(begin)
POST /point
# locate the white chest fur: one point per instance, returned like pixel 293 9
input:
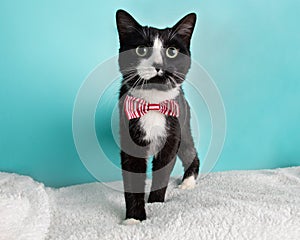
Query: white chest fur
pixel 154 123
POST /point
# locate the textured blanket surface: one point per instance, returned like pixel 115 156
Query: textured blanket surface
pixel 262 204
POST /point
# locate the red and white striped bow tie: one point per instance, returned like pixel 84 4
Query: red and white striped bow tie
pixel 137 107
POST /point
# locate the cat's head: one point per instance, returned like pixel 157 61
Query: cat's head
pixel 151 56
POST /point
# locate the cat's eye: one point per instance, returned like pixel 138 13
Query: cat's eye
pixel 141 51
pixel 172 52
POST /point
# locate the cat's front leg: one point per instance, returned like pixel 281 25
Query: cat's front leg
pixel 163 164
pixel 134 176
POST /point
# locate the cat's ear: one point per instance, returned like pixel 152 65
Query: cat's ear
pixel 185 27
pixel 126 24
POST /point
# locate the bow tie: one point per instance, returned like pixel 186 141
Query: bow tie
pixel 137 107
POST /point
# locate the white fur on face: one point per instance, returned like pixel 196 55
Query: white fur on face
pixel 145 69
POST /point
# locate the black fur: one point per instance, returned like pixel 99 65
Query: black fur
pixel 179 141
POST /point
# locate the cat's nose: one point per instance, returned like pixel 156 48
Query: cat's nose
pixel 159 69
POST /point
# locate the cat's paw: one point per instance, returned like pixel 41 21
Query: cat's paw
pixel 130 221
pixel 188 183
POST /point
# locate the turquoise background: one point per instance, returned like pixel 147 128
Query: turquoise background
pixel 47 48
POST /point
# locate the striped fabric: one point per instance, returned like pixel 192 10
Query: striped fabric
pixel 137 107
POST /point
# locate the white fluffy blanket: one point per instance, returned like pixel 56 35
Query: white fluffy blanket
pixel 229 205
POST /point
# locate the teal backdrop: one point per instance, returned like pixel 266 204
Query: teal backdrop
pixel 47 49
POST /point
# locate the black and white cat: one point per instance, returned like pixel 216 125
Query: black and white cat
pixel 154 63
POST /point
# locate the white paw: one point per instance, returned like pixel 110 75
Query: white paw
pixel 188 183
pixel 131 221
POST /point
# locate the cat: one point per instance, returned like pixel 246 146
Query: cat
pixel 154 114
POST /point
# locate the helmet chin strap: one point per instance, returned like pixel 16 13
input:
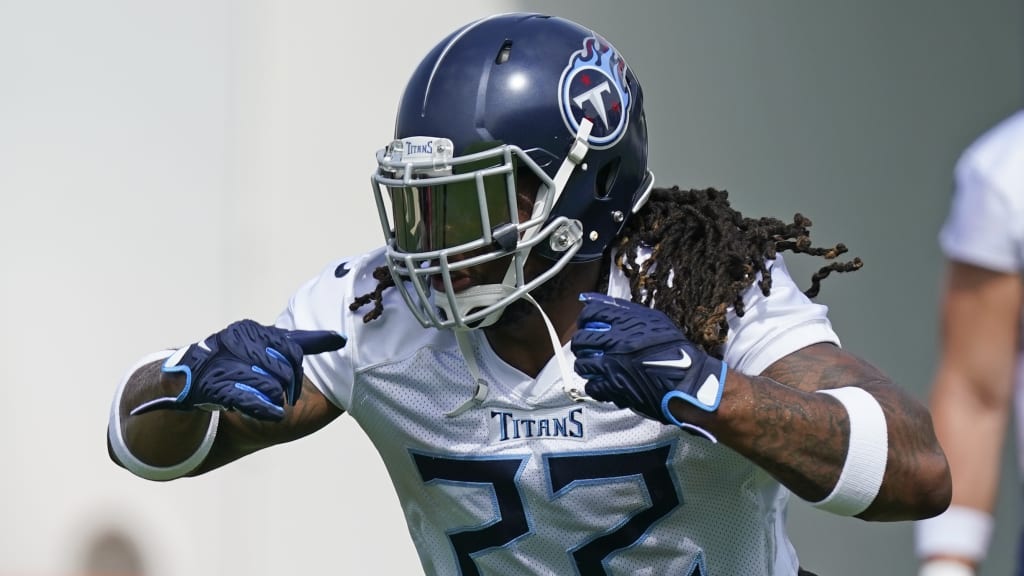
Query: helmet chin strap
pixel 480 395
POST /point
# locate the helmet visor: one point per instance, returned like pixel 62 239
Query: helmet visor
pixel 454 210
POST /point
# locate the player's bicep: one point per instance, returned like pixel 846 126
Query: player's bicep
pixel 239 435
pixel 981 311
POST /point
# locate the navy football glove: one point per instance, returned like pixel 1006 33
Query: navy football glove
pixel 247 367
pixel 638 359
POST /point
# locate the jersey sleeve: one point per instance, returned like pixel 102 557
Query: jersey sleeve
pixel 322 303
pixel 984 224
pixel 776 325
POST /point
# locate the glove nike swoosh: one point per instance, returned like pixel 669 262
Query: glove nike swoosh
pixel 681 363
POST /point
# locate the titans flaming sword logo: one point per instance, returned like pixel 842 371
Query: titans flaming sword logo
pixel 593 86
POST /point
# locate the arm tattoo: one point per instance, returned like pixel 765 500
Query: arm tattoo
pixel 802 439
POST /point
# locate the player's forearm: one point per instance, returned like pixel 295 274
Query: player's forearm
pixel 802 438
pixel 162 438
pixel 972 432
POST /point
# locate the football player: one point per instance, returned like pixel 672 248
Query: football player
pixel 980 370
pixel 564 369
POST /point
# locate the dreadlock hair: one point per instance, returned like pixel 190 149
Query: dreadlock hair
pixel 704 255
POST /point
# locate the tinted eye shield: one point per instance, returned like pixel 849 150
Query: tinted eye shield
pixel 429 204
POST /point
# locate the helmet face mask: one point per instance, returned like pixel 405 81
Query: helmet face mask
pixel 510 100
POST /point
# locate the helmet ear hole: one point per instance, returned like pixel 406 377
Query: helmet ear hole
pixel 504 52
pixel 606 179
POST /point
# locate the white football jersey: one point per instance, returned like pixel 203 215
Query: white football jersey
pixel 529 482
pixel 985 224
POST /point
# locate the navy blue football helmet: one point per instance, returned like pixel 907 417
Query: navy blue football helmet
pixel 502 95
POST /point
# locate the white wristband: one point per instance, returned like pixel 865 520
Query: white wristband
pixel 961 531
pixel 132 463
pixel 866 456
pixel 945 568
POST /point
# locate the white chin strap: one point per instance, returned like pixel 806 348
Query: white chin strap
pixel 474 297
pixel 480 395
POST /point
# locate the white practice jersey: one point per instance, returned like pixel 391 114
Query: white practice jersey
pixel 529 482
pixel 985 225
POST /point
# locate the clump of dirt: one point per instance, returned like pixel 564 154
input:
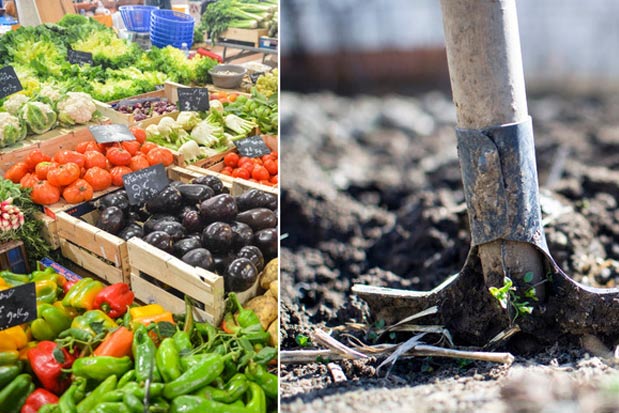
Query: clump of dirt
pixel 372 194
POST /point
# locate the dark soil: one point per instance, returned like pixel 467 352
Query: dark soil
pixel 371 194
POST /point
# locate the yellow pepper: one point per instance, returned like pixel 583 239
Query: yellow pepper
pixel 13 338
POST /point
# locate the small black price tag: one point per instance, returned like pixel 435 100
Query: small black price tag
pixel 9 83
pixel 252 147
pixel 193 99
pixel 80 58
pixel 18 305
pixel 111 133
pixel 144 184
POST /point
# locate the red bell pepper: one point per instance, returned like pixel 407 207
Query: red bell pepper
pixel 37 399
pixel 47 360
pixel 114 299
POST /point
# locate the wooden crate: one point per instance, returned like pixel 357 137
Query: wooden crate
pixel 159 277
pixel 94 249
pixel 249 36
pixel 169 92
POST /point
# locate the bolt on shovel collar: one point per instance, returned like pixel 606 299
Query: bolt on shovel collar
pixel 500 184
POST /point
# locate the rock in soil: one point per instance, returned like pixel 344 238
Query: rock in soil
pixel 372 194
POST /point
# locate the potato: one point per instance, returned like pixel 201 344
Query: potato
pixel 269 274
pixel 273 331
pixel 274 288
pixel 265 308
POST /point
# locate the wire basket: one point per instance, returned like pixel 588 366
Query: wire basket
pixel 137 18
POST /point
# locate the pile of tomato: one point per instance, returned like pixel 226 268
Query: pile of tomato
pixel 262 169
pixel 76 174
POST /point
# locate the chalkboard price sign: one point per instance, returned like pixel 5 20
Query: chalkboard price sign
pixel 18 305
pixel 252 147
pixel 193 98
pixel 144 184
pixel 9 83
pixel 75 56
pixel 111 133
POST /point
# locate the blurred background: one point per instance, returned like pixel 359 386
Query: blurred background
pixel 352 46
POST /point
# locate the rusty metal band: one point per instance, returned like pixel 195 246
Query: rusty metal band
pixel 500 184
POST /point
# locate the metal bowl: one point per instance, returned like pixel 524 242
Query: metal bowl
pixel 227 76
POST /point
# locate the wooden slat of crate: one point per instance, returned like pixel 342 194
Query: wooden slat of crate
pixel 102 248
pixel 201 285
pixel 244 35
(end)
• PROBLEM TO SOLVE: Starting from the first line of the data and stopping after the line that contains "pixel 151 56", rewrite those lines as a numbered list without blank lines. Leave the pictures out.

• OUTPUT FOR THIS EXERCISE:
1. POST /point
2. # locate the white chest fur: one point per instance, returned like pixel 293 9
3. input:
4. Query: white chest fur
5. pixel 154 123
6. POST /point
7. # locate the textured blanket surface: one point per instance, returned like pixel 115 156
8. Query: textured blanket surface
9. pixel 262 204
10. POST /point
11. # locate the red and white striped bow tie: one point per instance, returned like pixel 84 4
12. Query: red and white striped bow tie
13. pixel 137 107
14. POST /point
15. # locate the cat's head: one point per instance, returned like pixel 157 61
16. Query: cat's head
17. pixel 151 56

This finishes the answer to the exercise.